# Converting the lexical resources
Author: Pierre Nugues

The lexical resources of _Granska_ are in the Latin 1, or possibly Latin 9, encodings. These are legacy codes, no longer supported by many programs, and for Latin 1, very poorly designed. We convert them into the more recent Unicode.

## The modules

In [None]:
from os.path import join, dirname, exists
from os import mkdir
from urllib.request import urlopen
import regex as re

## The resource names and locations

We find the resources in Viggo Kann's GitHub repository

In [None]:
src_url = 'https://raw.githubusercontent.com/viggokann/granska/willes/lex/'

With the `morfs` folder and its files

In [None]:
morfs_folder = 'morfs/'
morfs_files = ['cw', 'cwt']

The `tags` folder and its files

In [None]:
tags_folder = 'tags/'
tags_files = ['ct', 'ctm', 'ctt', 'cttt', 'features', 'taginfo']

And finally `words`

In [None]:
words_folder = 'words/'
words_files = ['bitransitivaverb', 'compound-begin-ok.w', 'compound-end-stop.w',
              'cw', 'cwtl', 'feminina', 'foreign.w', 'inflection.lex', 'inflection.rules',
              'intransitivaverb', 'opt_space_words', 'spellNotOK', 'spellOK']
words_problematic_files = ['cw', 'cwtl']

We store the converted files in this folder. If it does not exist, we create it.

In [None]:
dest_folder = '../../lex/'
if not exists(dest_folder):
    mkdir(dest_folder)

## Retrieving and converting the resources

We assume the original files are in Latin-1.

### `morfs`

The `morfs` folder. If it does not exist, we create it

In [None]:
if not exists(dest_folder + morfs_folder):
    mkdir(dest_folder + morfs_folder)

We retrieve and convert the files

In [None]:
for file in morfs_files:
    data = urlopen(src_url + morfs_folder + file).read().decode('latin-1')
    open(dest_folder + morfs_folder + file, 'w', encoding='utf-8').write(data)

### `tags`

We do the same thing for `tags`. The folder:

In [None]:
if not exists(dest_folder + tags_folder):
    mkdir(dest_folder + tags_folder)

* **Provided information**:
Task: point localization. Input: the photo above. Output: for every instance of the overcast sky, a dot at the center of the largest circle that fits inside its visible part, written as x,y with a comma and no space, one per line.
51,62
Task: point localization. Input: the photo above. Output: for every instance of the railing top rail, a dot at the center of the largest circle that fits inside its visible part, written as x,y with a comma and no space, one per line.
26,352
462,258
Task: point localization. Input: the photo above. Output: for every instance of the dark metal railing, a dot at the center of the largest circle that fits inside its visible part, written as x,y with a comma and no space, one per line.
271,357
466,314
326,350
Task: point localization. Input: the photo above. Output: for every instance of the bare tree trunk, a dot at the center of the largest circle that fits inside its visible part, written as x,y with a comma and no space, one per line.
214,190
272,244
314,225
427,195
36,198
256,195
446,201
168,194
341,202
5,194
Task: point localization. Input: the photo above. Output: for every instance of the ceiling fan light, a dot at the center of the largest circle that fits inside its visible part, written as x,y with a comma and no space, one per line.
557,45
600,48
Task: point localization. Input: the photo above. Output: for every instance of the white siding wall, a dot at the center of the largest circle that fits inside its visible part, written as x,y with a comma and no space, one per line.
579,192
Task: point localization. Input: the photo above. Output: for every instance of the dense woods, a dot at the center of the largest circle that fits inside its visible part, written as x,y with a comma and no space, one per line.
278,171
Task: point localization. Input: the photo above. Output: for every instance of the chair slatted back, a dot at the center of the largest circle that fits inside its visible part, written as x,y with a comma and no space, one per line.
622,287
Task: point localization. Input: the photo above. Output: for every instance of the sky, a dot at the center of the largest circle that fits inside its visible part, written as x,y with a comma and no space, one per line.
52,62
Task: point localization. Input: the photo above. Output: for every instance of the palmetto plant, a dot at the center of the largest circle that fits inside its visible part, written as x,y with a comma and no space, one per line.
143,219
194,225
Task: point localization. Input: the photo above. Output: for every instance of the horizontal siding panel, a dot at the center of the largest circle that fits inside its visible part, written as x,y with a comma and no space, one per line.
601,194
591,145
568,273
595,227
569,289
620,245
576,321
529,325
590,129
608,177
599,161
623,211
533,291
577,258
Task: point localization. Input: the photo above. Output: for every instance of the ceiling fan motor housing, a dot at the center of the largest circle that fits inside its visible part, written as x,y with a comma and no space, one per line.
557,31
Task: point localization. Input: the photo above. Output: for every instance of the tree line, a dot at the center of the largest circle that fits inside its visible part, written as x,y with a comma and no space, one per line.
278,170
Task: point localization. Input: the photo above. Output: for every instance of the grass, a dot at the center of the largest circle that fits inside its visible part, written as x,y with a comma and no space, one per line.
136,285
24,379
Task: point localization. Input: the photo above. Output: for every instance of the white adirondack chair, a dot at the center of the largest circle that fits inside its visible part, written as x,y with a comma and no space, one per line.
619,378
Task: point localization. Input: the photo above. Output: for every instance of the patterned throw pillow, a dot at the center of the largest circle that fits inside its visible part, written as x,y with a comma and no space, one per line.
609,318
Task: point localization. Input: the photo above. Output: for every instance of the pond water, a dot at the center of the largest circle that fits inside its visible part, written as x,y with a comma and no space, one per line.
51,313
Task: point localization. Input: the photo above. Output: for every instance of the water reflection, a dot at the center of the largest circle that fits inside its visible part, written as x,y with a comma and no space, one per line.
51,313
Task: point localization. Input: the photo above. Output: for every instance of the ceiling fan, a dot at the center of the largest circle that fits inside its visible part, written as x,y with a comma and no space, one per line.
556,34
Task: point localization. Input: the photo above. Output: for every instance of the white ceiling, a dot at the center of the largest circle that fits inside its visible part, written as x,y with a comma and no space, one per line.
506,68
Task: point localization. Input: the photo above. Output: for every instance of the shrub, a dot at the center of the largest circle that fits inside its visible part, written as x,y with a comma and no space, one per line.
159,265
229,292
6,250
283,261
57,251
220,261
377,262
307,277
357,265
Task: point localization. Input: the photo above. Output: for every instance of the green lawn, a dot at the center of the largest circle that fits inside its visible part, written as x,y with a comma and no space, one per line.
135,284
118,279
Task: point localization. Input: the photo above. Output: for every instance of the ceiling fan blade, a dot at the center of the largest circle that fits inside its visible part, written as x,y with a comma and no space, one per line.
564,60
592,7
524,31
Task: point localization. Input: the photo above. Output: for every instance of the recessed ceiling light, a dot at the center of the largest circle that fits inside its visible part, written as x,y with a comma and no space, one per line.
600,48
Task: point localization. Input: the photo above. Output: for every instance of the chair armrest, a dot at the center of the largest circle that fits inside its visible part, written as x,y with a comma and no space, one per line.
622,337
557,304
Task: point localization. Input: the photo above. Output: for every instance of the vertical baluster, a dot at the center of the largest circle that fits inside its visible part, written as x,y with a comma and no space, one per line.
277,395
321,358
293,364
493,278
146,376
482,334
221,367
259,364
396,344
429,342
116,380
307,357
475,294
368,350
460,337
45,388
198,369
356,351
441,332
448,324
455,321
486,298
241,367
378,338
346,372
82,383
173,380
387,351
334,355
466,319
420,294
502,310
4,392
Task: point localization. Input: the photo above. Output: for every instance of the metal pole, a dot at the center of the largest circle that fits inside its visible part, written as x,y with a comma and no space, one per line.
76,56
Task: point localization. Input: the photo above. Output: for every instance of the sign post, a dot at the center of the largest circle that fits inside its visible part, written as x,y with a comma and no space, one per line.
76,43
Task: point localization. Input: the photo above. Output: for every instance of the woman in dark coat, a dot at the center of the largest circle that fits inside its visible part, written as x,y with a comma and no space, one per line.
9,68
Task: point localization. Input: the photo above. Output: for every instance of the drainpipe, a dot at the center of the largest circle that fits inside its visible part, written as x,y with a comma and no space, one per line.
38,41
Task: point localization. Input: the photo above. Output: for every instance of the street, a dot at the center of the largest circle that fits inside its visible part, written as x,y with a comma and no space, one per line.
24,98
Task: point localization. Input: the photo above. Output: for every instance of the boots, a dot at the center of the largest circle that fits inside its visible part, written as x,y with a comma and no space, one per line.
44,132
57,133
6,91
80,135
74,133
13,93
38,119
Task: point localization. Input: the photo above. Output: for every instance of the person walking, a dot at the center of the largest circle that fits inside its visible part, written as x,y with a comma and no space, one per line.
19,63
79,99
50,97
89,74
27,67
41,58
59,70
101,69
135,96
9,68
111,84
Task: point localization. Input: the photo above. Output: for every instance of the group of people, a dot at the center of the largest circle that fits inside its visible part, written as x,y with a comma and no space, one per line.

* **Problems to solve**:
1. According to the notebook on converting Granska's lexical resources, what encodings are those resources stored in?
2. Summarize the notebook on converting Granska's lexical resources in two sentences.
3. Pick up the notebook on converting Granska's lexical resources from the point where it stops.

* **Results of the tasks**:
1. Latin 1, or possibly Latin 9.

2. Granska's lexical resources use the legacy Latin 1 or possibly Latin 9 encodings, so they are converted into Unicode. The code lists the files in the morfs, tags, and words folders of Viggo Kann's GitHub repository, creates a destination folder if it does not exist, and retrieves the morfs files, decoding them as Latin-1 and writing them as UTF-8.

3.
And the files

In [None]:
for file in tags_files:
    data = urlopen(src_url + tags_folder + file).read().decode('latin-1')
    open(dest_folder + tags_folder + file, 'w', encoding='utf-8').write(data)

### `words`

Finally `words`. The folder :

In [None]:
if not exists(dest_folder + words_folder):
    mkdir(dest_folder + words_folder)

And the files

In [None]:
for file in words_files:
    data = urlopen(src_url + words_folder + file).read().decode('latin-1')
    open(dest_folder + words_folder + file, 'w', encoding='utf-8').write(data)

## Correcting the encoding

Two files in the `words` folder, `cw` and `cwtl`, contain spurious codes corresponding to the bell command `\a`. We remove them as they are not translated in the UTF-8 file and result in a null string. This is the new loop that discards lines with words only consisting of such control characters.

In [None]:
for file in words_problematic_files:
    data = urlopen(src_url + words_folder + file).read().decode('latin-1')
    lines = re.split('[\r\n]+', data)
    lines = [line for line in lines 
             if len(re.split('\t+', line)) > 1 
             and not re.match('\\a$', 
                          re.split('\t+', line)[1])]
    data = '\n'.join(lines)
    open(dest_folder + words_folder + file, 'w', encoding='utf-8').write(data)